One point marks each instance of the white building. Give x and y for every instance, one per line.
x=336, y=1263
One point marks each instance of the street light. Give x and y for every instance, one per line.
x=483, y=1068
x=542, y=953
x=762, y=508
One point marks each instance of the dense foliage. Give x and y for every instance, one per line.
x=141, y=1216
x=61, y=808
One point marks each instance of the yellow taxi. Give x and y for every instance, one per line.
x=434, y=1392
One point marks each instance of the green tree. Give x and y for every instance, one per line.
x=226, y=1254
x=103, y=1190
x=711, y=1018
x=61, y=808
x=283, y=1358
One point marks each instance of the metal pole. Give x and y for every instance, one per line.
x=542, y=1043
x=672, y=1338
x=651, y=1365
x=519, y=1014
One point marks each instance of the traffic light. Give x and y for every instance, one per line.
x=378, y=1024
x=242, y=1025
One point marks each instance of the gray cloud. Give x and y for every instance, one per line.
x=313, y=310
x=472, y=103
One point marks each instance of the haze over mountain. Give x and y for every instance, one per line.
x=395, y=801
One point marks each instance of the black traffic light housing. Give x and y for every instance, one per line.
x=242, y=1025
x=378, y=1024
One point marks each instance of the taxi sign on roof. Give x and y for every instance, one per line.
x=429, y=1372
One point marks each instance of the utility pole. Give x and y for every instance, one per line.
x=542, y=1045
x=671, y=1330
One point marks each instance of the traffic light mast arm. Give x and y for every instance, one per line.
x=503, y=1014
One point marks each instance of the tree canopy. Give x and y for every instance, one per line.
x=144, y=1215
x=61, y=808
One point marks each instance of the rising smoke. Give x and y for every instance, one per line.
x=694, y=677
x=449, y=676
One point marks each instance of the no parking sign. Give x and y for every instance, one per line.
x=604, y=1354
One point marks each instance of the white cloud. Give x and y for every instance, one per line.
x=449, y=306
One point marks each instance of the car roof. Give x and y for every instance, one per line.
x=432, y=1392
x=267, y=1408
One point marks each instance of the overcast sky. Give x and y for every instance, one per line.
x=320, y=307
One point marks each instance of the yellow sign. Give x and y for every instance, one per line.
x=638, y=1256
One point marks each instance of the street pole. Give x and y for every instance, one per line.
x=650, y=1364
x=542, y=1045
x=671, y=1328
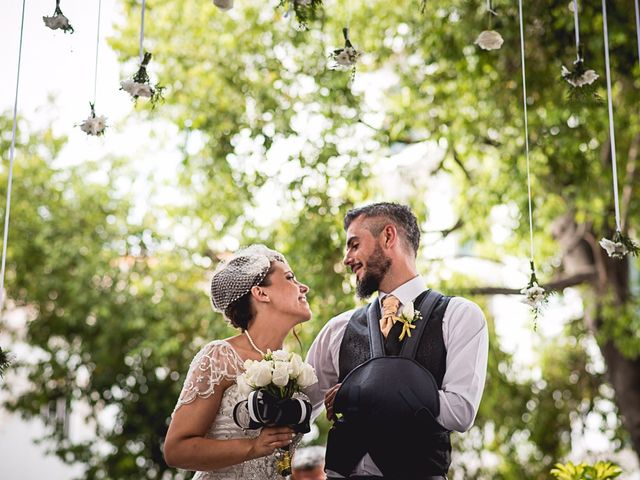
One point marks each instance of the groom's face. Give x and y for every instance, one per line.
x=365, y=257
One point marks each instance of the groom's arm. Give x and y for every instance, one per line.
x=466, y=339
x=324, y=358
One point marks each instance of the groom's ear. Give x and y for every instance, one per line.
x=260, y=294
x=389, y=235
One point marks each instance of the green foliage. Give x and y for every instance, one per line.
x=118, y=307
x=583, y=471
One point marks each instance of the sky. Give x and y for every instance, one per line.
x=56, y=86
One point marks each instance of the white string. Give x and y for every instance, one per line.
x=577, y=27
x=611, y=125
x=526, y=125
x=95, y=75
x=142, y=32
x=638, y=28
x=5, y=237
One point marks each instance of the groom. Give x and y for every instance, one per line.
x=382, y=244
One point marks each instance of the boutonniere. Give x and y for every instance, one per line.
x=408, y=317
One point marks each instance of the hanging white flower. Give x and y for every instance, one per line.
x=94, y=125
x=614, y=249
x=136, y=89
x=223, y=4
x=140, y=85
x=579, y=77
x=489, y=40
x=58, y=20
x=534, y=295
x=620, y=246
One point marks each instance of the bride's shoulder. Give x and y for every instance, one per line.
x=217, y=353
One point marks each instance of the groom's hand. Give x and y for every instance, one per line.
x=329, y=397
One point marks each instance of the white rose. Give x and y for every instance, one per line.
x=57, y=21
x=280, y=356
x=243, y=387
x=281, y=374
x=344, y=59
x=259, y=373
x=223, y=4
x=614, y=249
x=587, y=78
x=295, y=365
x=144, y=90
x=408, y=311
x=307, y=376
x=489, y=40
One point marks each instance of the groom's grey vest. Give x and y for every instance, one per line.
x=431, y=456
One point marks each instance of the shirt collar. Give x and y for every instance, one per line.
x=407, y=292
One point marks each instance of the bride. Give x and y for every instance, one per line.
x=259, y=294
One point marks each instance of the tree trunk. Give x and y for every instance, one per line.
x=581, y=252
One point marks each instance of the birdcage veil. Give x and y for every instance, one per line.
x=236, y=276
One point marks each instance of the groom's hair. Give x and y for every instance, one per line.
x=400, y=215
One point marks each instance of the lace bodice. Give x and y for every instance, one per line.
x=215, y=362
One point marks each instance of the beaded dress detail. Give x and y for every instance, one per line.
x=215, y=362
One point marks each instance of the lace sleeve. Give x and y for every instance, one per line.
x=215, y=362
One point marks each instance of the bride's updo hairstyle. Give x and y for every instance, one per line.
x=233, y=280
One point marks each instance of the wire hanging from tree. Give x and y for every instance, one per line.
x=620, y=245
x=95, y=125
x=12, y=149
x=140, y=85
x=580, y=78
x=535, y=296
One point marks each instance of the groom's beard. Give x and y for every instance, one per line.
x=377, y=267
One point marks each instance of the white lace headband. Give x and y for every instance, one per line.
x=235, y=277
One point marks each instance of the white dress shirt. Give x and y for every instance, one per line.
x=466, y=340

▸ **TASK DETAILS**: Extract all the data above exactly, excluding every picture.

▸ **SOLUTION TO THE EXERCISE**:
One point marks each instance of the white building. Give x and y for every instance, one per line.
x=336, y=1263
One point marks each instance of the street light. Give x and y for every instance, one per line.
x=483, y=1068
x=542, y=953
x=762, y=508
One point marks each instance of the dense foliage. Give x and y for every instance, one per line.
x=141, y=1216
x=61, y=808
One point marks each instance of the yellow taxi. Give x and y for every instance, one per line.
x=434, y=1392
One point marks each instance of the green tree. Give x and y for every instance, one per line.
x=226, y=1254
x=103, y=1190
x=711, y=1018
x=61, y=808
x=283, y=1358
One point marks each instance of the metal pole. Give x and y for every instance, one per line.
x=542, y=1043
x=672, y=1338
x=651, y=1365
x=519, y=1014
One point marks each instance of the traffic light. Give x and y for every instance, one per line.
x=378, y=1024
x=242, y=1025
One point marks each instance of the gray cloud. Give x and y for every instance, one per line.
x=313, y=310
x=472, y=103
One point marks each instance of the haze over mountain. Give x and y for every instance, one per line.
x=395, y=801
One point marks each instance of the black traffic light housing. Give x and y for every instance, one per line.
x=242, y=1025
x=378, y=1024
One point marks each instance of the taxi sign on roof. Give x and y for every instance, one per line.
x=429, y=1372
One point marks each instance of the utility pole. Give x and y for every instance, one per line.
x=542, y=1045
x=671, y=1330
One point marks each instance of the traffic light mast arm. Give x and y for every instance, one per line.
x=503, y=1014
One point marks each instance of the tree canopy. Give x and y for every instance, one per line.
x=144, y=1215
x=61, y=808
One point marks each instance of the rising smoke. Give x and y for every instance, one per line.
x=694, y=677
x=449, y=676
One point marks each instance of the no parking sign. Give x and y for every instance, one per line.
x=604, y=1354
One point marks each instance of the white cloud. Give x and y for every instance, one per line.
x=449, y=306
One point marks each instance of the car roof. Give x and y for every instance, one per line.
x=432, y=1392
x=267, y=1408
One point marks each instance of the overcast sky. Give x and y for every instance, one per line.
x=320, y=307
One point marks each instance of the yellow sign. Give x and y for every instance, one per line.
x=638, y=1256
One point marks each instance of the street pole. Give x and y for every instance, one per line.
x=650, y=1364
x=542, y=1045
x=671, y=1328
One point marks each instance of the groom's face. Give x and y for every instance, one per line.
x=365, y=257
One point marks each instance of the groom's arm. Give x and y for every instance, one per line.
x=466, y=339
x=324, y=358
One point marks each instance of the groom's ear. Give x and y for every instance, one per line.
x=260, y=294
x=389, y=235
One point marks each instance of the green foliage. Give x and y for every instance, one per line.
x=118, y=307
x=583, y=471
One point marks each instance of the sky. Give x and y for every instance, one per line.
x=56, y=86
One point marks each instance of the white string. Give x and y for every instance, one per line.
x=577, y=27
x=611, y=125
x=526, y=125
x=95, y=75
x=142, y=32
x=638, y=28
x=5, y=237
One point marks each instance of the groom. Give x and y for every instance, one per line.
x=382, y=244
One point marks each instance of the boutonniere. Give x and y for every instance, one per line.
x=408, y=317
One point marks each instance of the hanging white flower. Give x and y for every instance, one per line.
x=94, y=125
x=614, y=249
x=136, y=89
x=223, y=4
x=140, y=85
x=579, y=77
x=489, y=40
x=58, y=20
x=534, y=295
x=620, y=246
One point marks each instance of the bride's shoulder. Give x and y for every instance, one per line.
x=217, y=353
One point marks each instance of the groom's hand. Give x and y for every instance, one per line.
x=329, y=397
One point marks each instance of the white rose. Give x and y for every instance, one per line.
x=57, y=21
x=280, y=356
x=243, y=387
x=281, y=374
x=344, y=59
x=259, y=373
x=223, y=4
x=614, y=249
x=587, y=78
x=295, y=365
x=144, y=90
x=408, y=311
x=307, y=376
x=489, y=40
One point marks each instance of the groom's grey vest. Give x and y for every instance, one per line.
x=431, y=456
One point marks each instance of the shirt collar. Give x and y for every instance, one per line.
x=407, y=292
One point marks each instance of the bride. Give x and y for every instance, one per line.
x=259, y=294
One point marks each instance of the tree trunk. Give x and y for every instance, one per line.
x=581, y=252
One point marks each instance of the birdcage veil. Give x and y for every instance, one per line.
x=236, y=276
One point marks each instance of the groom's hair. Give x and y for every instance, one per line.
x=400, y=215
One point marks each instance of the lace bodice. Give x and y for every instance, one per line.
x=215, y=362
One point marks each instance of the beaded dress detail. Give x and y for every instance, one per line.
x=215, y=362
One point marks each instance of the lace sleeve. Give x and y for every instance, one per line.
x=215, y=362
One point marks each instance of the bride's updo hairstyle. Give x and y for every instance, one per line.
x=233, y=280
One point marks each instance of the wire hanging from tree. Give x and y for every instance, one per line.
x=620, y=245
x=95, y=125
x=12, y=149
x=140, y=85
x=580, y=78
x=535, y=296
One point marks each instance of the groom's beard. Give x and y for every instance, one per line.
x=377, y=267
One point marks each instance of the white lace headband. Give x and y for every instance, one per line.
x=235, y=277
One point marks each instance of the white dress shirt. Give x and y for every instance, one per line.
x=466, y=340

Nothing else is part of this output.